--- Texte d'étude ---

Comment interpréter les enquêtes internationales sur le niveau des élèves ?

Publié le 2 juin 2023 à 10h10 - par

Selon deux universitaires, les enquêtes internationales sont dans l’incapacité de mesurer les progrès réalisés, car elles n’évaluent pas les mêmes élèves de manière répétée.

Comment interpréter les enquêtes internationales sur le niveau des élèves ?
© Par Vasyl - stock.adobe.com

Alors que sont parus, le 16 mai 2023, les résultats de la dernière enquête PIRLS, qui mesure la capacité des écoliers à rechercher de l’information pertinente dans un texte, à le comprendre et à faire des déductions, deux universitaires ont publié sur le réseau The Conversation un article intitulé : « Enquêtes internationales sur le niveau des élèves : comment les interpréter ». Cette question taraude autant les parents que les enseignants et les politiques, qui scrutent avec attention… et crainte les résultats de ces enquêtes. « Ces études peuvent faire l’objet d’interprétations biaisées ou simplificatrices. Elles sont surtout, trop souvent, réduites à de simples classements, bien qu’elles offrent un panorama beaucoup plus riche et complexe des évolutions éducatives », expliquent Nadir Altinok, maître de conférences à l’Université de Lorraine, et Claude Diebolt, directeur de recherche au CNRS (Université de Strasbourg).

--- Extraits de données ---

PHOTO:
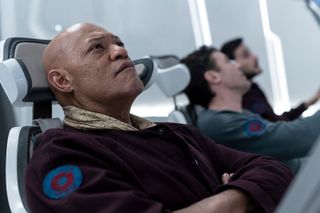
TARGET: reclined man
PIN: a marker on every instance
(218, 85)
(255, 100)
(105, 159)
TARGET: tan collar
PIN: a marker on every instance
(83, 119)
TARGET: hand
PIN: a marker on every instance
(226, 177)
(313, 99)
(229, 201)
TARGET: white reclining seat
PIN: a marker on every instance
(173, 77)
(23, 79)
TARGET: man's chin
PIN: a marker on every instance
(252, 74)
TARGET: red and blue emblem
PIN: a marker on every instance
(62, 181)
(254, 127)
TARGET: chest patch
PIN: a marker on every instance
(254, 127)
(62, 181)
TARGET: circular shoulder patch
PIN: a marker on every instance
(62, 181)
(254, 127)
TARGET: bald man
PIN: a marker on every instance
(105, 159)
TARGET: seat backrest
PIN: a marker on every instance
(23, 79)
(188, 114)
(173, 77)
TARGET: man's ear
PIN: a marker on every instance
(61, 80)
(212, 77)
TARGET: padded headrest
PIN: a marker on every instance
(23, 77)
(173, 76)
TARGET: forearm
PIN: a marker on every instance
(231, 200)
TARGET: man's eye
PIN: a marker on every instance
(120, 43)
(96, 47)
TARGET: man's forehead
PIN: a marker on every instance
(88, 31)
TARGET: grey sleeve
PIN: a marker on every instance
(250, 133)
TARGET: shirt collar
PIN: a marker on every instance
(83, 119)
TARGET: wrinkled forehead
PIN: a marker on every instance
(81, 34)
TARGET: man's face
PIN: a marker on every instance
(247, 61)
(100, 67)
(230, 74)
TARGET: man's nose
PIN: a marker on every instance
(118, 52)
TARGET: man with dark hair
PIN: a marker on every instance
(224, 119)
(255, 99)
(105, 159)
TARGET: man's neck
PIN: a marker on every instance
(227, 101)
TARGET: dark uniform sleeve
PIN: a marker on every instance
(250, 133)
(93, 184)
(264, 179)
(255, 101)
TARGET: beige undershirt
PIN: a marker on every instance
(83, 119)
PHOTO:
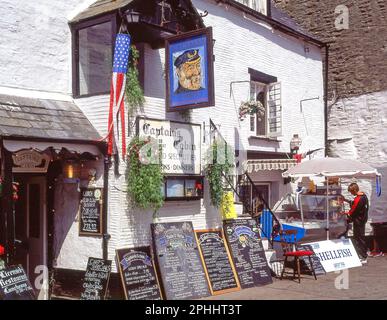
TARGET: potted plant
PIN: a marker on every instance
(250, 108)
(219, 162)
(144, 174)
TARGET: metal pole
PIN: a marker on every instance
(327, 199)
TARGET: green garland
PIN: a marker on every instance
(144, 180)
(220, 160)
(133, 91)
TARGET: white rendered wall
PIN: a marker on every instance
(36, 55)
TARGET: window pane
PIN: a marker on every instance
(95, 58)
(190, 190)
(175, 188)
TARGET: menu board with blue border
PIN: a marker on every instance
(247, 252)
(178, 260)
(220, 270)
(138, 274)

---

Consignes des exercices:
1. Recopiez à l'identique le passage du texte d'étude qui commence aux mots « Selon deux universitaires, les enquêtes » et s'arrête après « les mêmes élèves de manière répétée. ».
2. Répondez à ces questions d'après le texte d'étude.
(a) À quelle date les résultats de la dernière enquête PIRLS sont-ils parus ?
(b) Sur quel réseau les deux universitaires ont-ils publié leur article ?
(c) Selon les deux universitaires, pourquoi les enquêtes internationales ne peuvent-elles pas mesurer les progrès réalisés ?
Les enregistrements constituent un matériau indépendant du texte d'étude.

Résultats par tâche:
1.
Selon deux universitaires, les enquêtes internationales sont dans l’incapacité de mesurer les progrès réalisés, car elles n’évaluent pas les mêmes élèves de manière répétée.

2.
(a) Le 16 mai 2023.
(b) Sur le réseau The Conversation.
(c) Parce qu'elles n'évaluent pas les mêmes élèves de manière répétée.